• Your instructions:
The records that follow are to be reproduced verbatim.

• Dataset records:
================

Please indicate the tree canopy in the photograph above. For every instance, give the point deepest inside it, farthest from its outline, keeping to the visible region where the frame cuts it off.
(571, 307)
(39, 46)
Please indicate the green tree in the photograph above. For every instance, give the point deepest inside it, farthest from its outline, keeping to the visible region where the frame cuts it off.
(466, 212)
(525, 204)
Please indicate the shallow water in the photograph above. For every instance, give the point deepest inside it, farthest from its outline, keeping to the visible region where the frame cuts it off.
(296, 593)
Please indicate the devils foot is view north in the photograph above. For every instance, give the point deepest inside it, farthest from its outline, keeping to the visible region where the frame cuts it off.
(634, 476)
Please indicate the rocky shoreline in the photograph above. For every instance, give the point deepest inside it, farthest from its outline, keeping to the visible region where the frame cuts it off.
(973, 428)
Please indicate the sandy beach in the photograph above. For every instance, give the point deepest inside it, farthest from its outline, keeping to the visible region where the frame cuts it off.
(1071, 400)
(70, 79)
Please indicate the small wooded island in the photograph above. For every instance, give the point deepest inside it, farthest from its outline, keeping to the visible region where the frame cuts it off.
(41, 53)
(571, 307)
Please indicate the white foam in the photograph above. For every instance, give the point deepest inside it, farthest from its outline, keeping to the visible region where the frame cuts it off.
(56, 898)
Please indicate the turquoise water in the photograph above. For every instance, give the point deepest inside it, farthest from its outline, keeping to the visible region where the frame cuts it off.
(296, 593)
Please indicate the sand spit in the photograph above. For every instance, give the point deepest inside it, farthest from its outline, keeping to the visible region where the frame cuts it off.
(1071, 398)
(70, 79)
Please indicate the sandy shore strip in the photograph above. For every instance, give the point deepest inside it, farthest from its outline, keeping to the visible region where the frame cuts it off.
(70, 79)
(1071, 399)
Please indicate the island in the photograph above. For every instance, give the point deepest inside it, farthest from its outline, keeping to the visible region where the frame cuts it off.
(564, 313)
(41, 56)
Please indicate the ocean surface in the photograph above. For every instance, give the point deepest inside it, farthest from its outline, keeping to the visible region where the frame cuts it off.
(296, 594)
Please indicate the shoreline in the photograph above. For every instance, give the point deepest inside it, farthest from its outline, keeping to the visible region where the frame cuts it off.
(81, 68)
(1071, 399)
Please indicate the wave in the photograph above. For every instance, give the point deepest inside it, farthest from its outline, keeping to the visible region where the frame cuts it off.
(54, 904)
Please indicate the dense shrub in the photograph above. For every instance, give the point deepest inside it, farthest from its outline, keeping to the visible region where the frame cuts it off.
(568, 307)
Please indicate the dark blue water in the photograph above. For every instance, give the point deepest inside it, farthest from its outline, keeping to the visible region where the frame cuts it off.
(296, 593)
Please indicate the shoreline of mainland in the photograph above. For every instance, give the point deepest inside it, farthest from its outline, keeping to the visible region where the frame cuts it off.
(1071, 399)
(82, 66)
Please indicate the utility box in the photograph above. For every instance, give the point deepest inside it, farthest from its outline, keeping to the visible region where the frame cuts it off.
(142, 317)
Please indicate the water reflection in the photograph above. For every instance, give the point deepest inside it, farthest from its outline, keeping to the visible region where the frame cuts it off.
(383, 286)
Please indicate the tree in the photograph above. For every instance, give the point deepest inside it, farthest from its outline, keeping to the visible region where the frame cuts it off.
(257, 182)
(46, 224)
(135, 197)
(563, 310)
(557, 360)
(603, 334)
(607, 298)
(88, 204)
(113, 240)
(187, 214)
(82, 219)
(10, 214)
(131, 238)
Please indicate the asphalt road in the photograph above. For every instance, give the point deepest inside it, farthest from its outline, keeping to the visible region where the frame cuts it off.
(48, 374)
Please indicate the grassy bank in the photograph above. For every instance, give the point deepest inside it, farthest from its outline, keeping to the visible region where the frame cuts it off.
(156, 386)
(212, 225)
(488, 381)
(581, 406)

================

• Answer to this problem:
Please indicate the tree canopy in the photograph above. For every instance, give the point deepest inside it, farthest from its outline, keeping to the visible region where the frame cuts it off.
(571, 307)
(39, 46)
Please indicate the green tree in the photograph above. For every instance, give the point deepest inside it, farthest from its outline, keeping to the visible region where the frame cuts it off.
(466, 212)
(525, 204)
Please indicate the shallow water in the photograph above. For every instance, give the point deepest inside it, farthest from its outline, keeping to the visible region where the frame cuts it off.
(296, 593)
Please indicate the devils foot is view north in the photograph above. For every instance, give the point deepest inside it, farthest from its outline, keeping to the visible region where the frame cuts it off.
(634, 476)
Please indicate the rocky shoreline in the photograph above. For every instance, give the point deepest inside it, farthest from its outline, keeping to the visible region where the frame cuts it off.
(973, 428)
Please indicate the sandy beach in the photograph above. For every instance, give the point deepest inside it, farthest from its outline, keeping to the visible region where the frame cuts it off.
(1071, 400)
(70, 79)
Please indicate the small wooded island in the photograph above. For every instance, give the point deepest inside it, farthest from its outline, keeping to the visible region where the frame cuts it off.
(41, 53)
(571, 307)
Please indicate the white foam in the photograph above. For every instance, give the point deepest inside it, farthest from its outline, keeping to the visible region where the frame cuts it off.
(56, 898)
Please indicate the turquoise water in the photograph above. For every instance, give the point deepest inside it, farthest from its outline, keeping to the visible region where the frame cuts it off.
(296, 593)
Please indicate the sand spit in the photograph above. For every instance, give the point deepest inside it, farthest from its outline, keeping to the visible region where the frame cuts it off.
(1071, 398)
(70, 79)
Please indicate the sandy shore strip in the photograph above. For every instance, give the point deepest inside it, farthest from its outline, keeping to the visible region where the frame cuts it off.
(70, 79)
(1071, 399)
Please indicate the island in the photograph above. For every instance, give the point deepest inside it, farthest from its outline, keeping to the visible region where the frame cuts it off.
(564, 313)
(41, 56)
Please indicate the ocean surface in the photograph above. For every instance, give the point deepest inside it, farthest from its outline, keeping to the visible region where the frame cuts it off.
(296, 594)
Please indicate the shoreline in the photograph above. For every instance, give the point deepest inside it, farthest from its outline, keeping to the visible region where the frame cuts it off.
(81, 68)
(1071, 399)
Please indicate the wave in the photograph above. For every instance, give the point deepest inside it, farthest from its outline, keeping to the visible region where the frame cuts it off.
(54, 904)
Please indicate the dense shrub in the photograph above. For every instance, give the point deepest inside it, farthest from its outline, keeping to the visible region where the frame cuts it off.
(568, 307)
Please indicate the dark blue water in the photograph above. For every instance, give the point deepest inside it, farthest from its outline, keeping to the visible region where the frame cuts it off.
(296, 593)
Please indicate the shoreline of mainland in the photograph above. For every instance, give the point deepest inside it, farthest from its outline, keeping to the visible region where the frame cuts it off.
(1071, 399)
(82, 66)
Please indicate the utility box in the photograph above. For every instance, give the point deepest inside it, farthest from its outline, keeping to the visible region where the frame cuts it off.
(142, 317)
Please indicate the water reflection in the photograph above. For every instance, give the point deepest inside it, farthest from its outline, keeping to the visible region where the frame cuts it off.
(383, 286)
Please indicate the tree in the photograph above. For every instance, give the point deepest inside it, farthest from its outline, keeping to the visible region where the frame cuts it off.
(257, 182)
(46, 224)
(135, 197)
(563, 310)
(557, 360)
(603, 334)
(607, 298)
(88, 204)
(113, 240)
(187, 214)
(82, 219)
(10, 214)
(131, 238)
Please indicate the asphalt road in the photograph above. For every instance, give the point deepest inside it, farthest from its outline, keeping to the visible region where the frame cuts it off.
(48, 374)
Please indicate the grassy bank in the photograph above. For every instance, give the point deepest inside it, farthest from its outline, keeping to the visible region where the frame cuts it off.
(156, 386)
(212, 225)
(488, 381)
(581, 406)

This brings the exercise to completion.